→ **STATED TASK 1**: From the scroll saw forum thread, set down the passage from "If I were in" up to and including "impressed with it.", without any changes.
→ **STATED TASK 2**:
Answer these questions using the scroll saw forum thread:
(a) What material is the saw's top made of, according to Jay39 after testing it at the store?
(b) What kind of feed does PaulDoug say the saw has?
(c) Which saw do the members of Woodmaster1's woodworking club use first?
→ **STATED TASK 3**: Write what comes next in the scroll saw forum thread, starting after its final sentence.

→ **TEXT EXTRACT**:
# 22" JET® Scroll Saw with Stand and Foot Switch: JWSS-22



## Jay39

Just wondering if anyone has seen and/or tested the new Jet JWSS 22" scroll saw? I'll be looking at it tomorrow for potential purchase, but I was wondering if anyone has gotten their hands on it yet? I don't see any reviews as it's so new. The video looks absolutely awesome!


----------



## rustynails

I have been wondering about these as well?


----------



## Jay39

I saw it today and it is awesome! The blade release mechanism is so fast and easy. It also looks really cool. I didn't buy it…bought another festool tool…but I will be buying it soon…lol.


----------



## rustynails

Jay have you ever seen or used the excalibur? Just asking for comparisons… as they look so close to each other.


----------



## blaughn

If I were in charge of marketing for Jet and if I had confidence that the new 21" Jet performed as well as the Excalibur - I would put a couple of the Jets in the hands of current Excalibur users and get them to write reviews. *If it performed well Jet could own the Excalibur market*.


----------



## PaulDoug

it looks like a good saw, but real new so the jury is still out in my opinion. Those interested, be aware it is a bottom feed saw. Some do not like that. I am a bottom feeder so that would work fine for me. I hope it is a good as it looks. I am hesitant because I bought a jet drill press and I am not at all impressed with it.


----------



## Woodmaster1

The blade changes on the Jet are easier than any other brand of scroll saw. The woodworking club I belong to bought an Excalibur and they always go to the Dewalt saw first. That because they are have always used the Dewalt and they don't like how the blade change works on the Excalibur saw.


----------



## Jay39

I finally got to test it at a local Woodworking store…and it is absolutely awesome! I plan to purchase in the next few weeks. They say it comes ready to go out of the box…just put the stand together. It cut on the dime and absolutely no vibration. It was very impressive and impressive looking. The only caveat is as much a downer to me as it is an upper…and that's the Cast Iron top. I like it because it's a thing of beauty and gives it substantial weight. I just hate keeping it clean and clear of sample wood that I sometimes will lay on my current scroll saw. I just don't like rust on any of my tools and it's a pretty big job to keep it off…LOL


----------



## PaulDoug

Keep it waxed. Or maybe cover it with like 1/8 Masonite (if you can find Masonite). I have my Ex table covered with Masonite, not to prevent rust, but to give me a zero Clarence hole, will at least a smaller hole.

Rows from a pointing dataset
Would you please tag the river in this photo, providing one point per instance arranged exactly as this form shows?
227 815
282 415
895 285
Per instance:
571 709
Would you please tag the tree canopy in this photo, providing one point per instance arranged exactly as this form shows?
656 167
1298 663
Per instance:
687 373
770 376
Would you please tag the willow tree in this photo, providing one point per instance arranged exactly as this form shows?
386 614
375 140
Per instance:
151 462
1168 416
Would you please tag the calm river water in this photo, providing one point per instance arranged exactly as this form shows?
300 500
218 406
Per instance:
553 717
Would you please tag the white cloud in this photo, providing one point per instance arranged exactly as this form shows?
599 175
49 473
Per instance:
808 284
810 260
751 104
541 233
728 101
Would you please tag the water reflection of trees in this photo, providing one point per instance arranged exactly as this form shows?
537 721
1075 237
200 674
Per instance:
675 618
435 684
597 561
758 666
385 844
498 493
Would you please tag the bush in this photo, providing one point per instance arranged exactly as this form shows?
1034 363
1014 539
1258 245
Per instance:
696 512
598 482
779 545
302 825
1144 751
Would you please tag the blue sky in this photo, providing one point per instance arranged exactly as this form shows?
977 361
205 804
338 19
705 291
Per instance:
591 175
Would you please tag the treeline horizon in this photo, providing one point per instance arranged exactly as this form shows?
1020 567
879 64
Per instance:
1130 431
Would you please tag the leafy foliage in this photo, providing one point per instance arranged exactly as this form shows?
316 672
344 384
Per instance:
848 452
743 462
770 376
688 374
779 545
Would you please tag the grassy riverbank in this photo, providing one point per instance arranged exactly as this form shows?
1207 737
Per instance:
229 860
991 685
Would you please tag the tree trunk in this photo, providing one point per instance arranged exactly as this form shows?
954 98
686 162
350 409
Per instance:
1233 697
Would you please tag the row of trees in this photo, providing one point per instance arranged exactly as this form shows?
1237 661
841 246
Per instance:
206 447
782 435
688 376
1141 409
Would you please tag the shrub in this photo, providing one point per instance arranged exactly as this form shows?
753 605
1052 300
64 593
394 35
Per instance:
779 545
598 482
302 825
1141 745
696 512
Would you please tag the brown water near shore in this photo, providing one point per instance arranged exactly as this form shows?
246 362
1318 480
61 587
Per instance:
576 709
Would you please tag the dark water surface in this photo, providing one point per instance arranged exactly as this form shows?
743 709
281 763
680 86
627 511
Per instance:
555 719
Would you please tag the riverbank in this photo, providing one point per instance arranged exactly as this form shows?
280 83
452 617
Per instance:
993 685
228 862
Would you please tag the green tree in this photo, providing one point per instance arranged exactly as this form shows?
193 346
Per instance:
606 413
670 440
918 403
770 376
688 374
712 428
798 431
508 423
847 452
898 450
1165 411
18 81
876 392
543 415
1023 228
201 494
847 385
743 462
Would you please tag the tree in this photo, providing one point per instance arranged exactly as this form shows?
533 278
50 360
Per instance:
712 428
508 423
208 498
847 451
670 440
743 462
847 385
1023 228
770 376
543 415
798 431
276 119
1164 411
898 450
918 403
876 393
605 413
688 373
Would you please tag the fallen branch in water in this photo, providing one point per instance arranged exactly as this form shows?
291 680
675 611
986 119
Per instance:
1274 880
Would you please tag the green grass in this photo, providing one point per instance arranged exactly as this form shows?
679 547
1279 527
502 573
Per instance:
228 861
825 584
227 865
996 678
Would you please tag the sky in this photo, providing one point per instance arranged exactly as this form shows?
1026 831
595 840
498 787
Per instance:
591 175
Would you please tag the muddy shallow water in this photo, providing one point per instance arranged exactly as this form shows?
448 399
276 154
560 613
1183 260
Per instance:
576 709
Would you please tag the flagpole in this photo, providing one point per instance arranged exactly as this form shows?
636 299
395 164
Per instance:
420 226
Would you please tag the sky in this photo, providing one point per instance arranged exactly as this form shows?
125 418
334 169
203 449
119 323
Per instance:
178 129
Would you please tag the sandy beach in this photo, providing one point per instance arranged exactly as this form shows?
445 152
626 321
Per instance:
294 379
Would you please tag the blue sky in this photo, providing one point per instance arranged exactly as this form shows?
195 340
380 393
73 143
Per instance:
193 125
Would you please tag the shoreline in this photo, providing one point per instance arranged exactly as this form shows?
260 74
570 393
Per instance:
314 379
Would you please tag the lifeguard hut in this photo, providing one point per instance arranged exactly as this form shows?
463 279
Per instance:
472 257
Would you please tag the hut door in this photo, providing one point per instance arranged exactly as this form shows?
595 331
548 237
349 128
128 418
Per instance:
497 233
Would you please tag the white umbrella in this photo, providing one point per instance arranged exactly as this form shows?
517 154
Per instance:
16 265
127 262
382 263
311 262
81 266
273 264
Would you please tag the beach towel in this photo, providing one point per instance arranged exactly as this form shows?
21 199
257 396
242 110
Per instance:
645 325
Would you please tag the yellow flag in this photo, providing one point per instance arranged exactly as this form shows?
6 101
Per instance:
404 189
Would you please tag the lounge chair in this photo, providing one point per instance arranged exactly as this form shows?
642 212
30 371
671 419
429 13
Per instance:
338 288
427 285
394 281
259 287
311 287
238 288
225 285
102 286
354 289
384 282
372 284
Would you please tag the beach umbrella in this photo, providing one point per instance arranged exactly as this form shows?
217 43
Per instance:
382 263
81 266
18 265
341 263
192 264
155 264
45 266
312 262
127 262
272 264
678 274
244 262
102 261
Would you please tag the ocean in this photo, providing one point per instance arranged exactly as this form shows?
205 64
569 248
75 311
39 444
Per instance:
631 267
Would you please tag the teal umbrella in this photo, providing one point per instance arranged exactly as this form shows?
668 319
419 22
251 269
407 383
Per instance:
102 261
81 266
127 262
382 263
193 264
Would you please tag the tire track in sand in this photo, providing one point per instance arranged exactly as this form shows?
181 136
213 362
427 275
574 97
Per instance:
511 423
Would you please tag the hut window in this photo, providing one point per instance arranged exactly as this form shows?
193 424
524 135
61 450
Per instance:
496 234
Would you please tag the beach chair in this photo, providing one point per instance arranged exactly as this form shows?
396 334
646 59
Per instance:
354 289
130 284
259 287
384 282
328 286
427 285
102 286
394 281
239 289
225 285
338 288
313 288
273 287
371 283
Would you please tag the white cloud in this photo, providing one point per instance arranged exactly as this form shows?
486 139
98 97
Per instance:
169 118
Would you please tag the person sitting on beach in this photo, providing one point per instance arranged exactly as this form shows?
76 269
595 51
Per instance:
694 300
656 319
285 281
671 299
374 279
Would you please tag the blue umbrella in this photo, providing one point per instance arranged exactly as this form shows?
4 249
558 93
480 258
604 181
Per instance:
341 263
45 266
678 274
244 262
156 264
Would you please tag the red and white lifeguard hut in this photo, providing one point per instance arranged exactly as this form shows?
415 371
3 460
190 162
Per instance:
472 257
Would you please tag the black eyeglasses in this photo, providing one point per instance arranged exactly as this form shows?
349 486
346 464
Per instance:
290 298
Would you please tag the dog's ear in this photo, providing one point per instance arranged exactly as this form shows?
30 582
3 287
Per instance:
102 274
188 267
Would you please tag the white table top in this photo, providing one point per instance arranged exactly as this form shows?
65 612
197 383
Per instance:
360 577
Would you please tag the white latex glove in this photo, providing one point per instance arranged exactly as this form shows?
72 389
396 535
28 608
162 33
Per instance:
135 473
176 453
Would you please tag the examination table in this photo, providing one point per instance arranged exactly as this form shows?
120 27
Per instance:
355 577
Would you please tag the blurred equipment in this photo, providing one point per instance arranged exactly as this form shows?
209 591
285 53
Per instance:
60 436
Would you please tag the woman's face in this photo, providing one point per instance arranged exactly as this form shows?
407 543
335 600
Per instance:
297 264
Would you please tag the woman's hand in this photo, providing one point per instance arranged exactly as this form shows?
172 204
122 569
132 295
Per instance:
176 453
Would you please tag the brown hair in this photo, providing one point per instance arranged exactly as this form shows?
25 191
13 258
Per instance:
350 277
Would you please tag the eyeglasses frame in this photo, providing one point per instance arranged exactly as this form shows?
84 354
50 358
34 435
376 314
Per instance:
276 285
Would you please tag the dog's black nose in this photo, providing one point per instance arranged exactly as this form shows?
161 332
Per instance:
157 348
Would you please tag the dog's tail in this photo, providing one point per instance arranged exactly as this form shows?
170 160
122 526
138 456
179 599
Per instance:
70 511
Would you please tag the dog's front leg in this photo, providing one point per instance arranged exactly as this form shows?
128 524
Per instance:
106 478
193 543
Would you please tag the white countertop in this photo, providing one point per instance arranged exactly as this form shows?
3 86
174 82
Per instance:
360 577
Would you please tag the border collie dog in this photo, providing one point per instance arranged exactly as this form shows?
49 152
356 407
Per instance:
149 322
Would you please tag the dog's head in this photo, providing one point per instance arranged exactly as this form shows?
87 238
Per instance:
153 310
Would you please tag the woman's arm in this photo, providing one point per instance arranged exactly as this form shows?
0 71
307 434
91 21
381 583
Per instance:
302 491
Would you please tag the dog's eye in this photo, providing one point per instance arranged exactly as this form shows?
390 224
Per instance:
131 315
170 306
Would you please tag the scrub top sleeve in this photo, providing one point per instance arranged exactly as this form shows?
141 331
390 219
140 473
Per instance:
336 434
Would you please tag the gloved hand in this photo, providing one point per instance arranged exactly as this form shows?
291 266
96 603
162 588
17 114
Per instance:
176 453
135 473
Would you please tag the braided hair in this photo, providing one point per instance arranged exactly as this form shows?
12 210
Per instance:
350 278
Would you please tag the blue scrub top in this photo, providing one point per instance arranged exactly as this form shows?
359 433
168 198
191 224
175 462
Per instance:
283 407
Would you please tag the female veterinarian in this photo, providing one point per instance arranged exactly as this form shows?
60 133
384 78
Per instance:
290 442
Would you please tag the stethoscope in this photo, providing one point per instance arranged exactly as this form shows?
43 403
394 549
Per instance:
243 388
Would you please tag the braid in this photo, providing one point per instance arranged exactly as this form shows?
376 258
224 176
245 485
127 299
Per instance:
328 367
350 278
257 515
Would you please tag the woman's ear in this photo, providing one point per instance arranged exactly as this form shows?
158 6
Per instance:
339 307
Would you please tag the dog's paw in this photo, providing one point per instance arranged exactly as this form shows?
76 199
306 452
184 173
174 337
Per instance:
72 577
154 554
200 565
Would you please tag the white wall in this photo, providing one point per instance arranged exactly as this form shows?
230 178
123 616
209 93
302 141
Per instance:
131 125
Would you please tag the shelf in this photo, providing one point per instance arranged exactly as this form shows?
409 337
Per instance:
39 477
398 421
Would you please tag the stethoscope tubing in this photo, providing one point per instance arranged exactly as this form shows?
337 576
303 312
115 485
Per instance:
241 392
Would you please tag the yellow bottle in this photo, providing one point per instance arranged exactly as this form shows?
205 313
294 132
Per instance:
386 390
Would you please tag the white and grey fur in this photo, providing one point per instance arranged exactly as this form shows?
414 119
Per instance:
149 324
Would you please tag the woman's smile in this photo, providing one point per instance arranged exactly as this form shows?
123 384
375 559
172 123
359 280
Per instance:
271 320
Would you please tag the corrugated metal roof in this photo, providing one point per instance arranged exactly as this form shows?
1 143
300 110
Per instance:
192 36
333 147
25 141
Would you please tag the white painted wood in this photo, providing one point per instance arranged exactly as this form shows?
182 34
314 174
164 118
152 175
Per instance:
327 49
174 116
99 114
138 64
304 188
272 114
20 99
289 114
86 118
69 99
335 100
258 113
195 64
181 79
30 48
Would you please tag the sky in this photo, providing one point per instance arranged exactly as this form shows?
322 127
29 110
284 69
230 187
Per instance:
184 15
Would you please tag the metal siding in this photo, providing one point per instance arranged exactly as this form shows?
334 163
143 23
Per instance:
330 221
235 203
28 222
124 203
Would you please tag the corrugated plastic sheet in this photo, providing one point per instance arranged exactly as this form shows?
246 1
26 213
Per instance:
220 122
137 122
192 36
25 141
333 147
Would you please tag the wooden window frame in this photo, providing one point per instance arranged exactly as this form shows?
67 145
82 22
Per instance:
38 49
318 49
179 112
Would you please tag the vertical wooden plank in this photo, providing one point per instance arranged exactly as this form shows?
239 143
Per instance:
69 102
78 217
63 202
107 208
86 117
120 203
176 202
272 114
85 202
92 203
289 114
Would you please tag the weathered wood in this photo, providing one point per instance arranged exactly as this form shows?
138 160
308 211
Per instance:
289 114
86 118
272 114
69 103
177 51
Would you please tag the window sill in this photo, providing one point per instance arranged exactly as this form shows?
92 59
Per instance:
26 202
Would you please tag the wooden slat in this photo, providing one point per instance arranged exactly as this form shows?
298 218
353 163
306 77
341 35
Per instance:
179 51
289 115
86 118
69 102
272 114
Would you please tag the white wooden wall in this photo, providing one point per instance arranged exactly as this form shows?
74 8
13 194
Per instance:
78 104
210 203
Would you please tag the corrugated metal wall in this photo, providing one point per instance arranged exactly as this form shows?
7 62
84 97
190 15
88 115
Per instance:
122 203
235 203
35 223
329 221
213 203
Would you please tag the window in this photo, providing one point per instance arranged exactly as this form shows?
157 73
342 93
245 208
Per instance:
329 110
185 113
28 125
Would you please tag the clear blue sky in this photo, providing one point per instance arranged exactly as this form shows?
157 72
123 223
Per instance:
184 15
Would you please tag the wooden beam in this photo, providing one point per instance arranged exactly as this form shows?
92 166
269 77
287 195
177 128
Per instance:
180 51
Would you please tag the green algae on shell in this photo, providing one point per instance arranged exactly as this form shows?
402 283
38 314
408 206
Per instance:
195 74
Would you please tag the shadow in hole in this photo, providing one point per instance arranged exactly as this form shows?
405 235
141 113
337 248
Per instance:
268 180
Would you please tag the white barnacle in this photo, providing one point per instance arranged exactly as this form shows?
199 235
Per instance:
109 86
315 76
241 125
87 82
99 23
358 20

→ **EXPECTED ANSWER 1**:
If I were in charge of marketing for Jet and if I had confidence that the new 21" Jet performed as well as the Excalibur - I would put a couple of the Jets in the hands of current Excalibur users and get them to write reviews. *If it performed well Jet could own the Excalibur market*.


----------



## PaulDoug

it looks like a good saw, but real new so the jury is still out in my opinion. Those interested, be aware it is a bottom feed saw. Some do not like that. I am a bottom feeder so that would work fine for me. I hope it is a good as it looks. I am hesitant because I bought a jet drill press and I am not at all impressed with it.

→ **EXPECTED ANSWER 2**:
(a) Cast iron.
(b) Bottom feed.
(c) The Dewalt saw.

→ **EXPECTED ANSWER 3**:
----------



## flrvcamper

I have wood in a wood shop for years with all steel tops on the machines and have never had to worry about rust on anyone of the machines. If you wipe a lite coat of oil on the tops once a week they will never have rust on them.
I have looked at the jet 22" scrollsaw and it looks to be a good saw. I am thinking about purchasing one and retiring my old RBI,
Jerry


----------



## MrUnix

> The only caveat is as much a downer to me as it is an upper…and that's the Cast Iron top. I like it because it's a thing of beauty and gives it substantial weight. I just don't like rust on any of my tools and it's a pretty big job to keep it off…LOL


A 'big job'? That is a dinky little table compared to other machines like a table saw, and would take maybe a minute to slap some wax on it. To me, that is the last thing I would consider a negative. But for the price they are asking for those things, I think I'll just keep happily using my $35 Delta 

Cheers,
Brad


----------



## rustynails

Here is a link to a review of the Jet saw.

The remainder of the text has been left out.